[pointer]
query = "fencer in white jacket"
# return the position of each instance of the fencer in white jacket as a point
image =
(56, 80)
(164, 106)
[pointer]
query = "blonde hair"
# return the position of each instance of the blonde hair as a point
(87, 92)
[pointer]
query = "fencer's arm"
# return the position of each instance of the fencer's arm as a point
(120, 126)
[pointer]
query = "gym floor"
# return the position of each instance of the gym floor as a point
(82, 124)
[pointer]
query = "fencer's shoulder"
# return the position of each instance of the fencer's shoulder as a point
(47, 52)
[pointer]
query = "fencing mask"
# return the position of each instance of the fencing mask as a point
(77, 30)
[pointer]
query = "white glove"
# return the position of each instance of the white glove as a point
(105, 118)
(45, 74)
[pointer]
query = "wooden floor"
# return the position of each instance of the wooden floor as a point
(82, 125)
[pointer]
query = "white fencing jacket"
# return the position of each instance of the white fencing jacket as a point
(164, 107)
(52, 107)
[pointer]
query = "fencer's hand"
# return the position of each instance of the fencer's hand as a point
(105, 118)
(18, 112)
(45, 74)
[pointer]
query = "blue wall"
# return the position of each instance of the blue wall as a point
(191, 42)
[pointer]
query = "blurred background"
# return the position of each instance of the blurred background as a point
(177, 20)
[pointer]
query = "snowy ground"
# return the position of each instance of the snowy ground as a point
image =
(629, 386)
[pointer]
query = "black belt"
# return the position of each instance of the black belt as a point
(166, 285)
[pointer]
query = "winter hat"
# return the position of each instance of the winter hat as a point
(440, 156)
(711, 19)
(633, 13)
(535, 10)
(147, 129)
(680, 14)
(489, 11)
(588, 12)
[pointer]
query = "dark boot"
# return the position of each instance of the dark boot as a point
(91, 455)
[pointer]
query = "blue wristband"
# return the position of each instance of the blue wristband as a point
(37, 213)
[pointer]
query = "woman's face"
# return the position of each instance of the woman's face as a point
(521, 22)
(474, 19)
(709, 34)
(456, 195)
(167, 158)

**Objective:** Return all of the data exactly as it reads.

**Worked answer:**
[pointer]
query = "fencer in white jacket"
# return the position of each instance of the fencer in white jacket as a point
image =
(56, 80)
(164, 106)
[pointer]
query = "blonde hair"
# return the position of each instance of the blonde hair as a point
(87, 92)
[pointer]
query = "fencer's arm"
# return the position of each instance of the fencer's arm as a point
(120, 126)
[pointer]
query = "gym floor"
# return the position of each instance of the gym floor as a point
(82, 124)
[pointer]
query = "fencer's shoulder"
# return the position of each instance of the fencer's shoulder as a point
(47, 52)
[pointer]
query = "fencing mask"
# return the position of each instance of the fencing mask as a point
(77, 30)
[pointer]
query = "white glove"
# return the position of each instance of the white glove as a point
(105, 118)
(45, 74)
[pointer]
query = "wooden floor"
# return the position of each instance of the wooden floor as a point
(82, 125)
[pointer]
query = "white fencing jacket"
# return the position of each instance of the white fencing jacket as a point
(164, 107)
(52, 107)
[pointer]
query = "fencer's hand"
# return the position of each instance of the fencer's hand as a point
(105, 118)
(18, 112)
(45, 74)
[pointer]
query = "blue wall"
# return the position of each instance of the blue wall as a point
(191, 42)
[pointer]
query = "blurred background"
# return the position of each instance of the blurred background as a point
(177, 20)
[pointer]
query = "snowy ground"
# return the position of each instance of the snowy ground as a point
image =
(629, 386)
[pointer]
query = "black belt"
# return the position of each instance of the black belt as a point
(166, 285)
[pointer]
query = "winter hat"
# return the position of each instance of the winter hat as a point
(440, 156)
(711, 19)
(633, 13)
(535, 10)
(147, 129)
(680, 14)
(489, 11)
(588, 12)
[pointer]
query = "dark boot"
# return the position of each instance of the dark boot as a point
(91, 455)
[pointer]
query = "blue wristband"
# return the position of each instance of the blue wristband as a point
(37, 213)
[pointer]
query = "woman's face"
# return the position of each instance of the woman's face as a point
(521, 22)
(474, 19)
(709, 34)
(456, 195)
(167, 158)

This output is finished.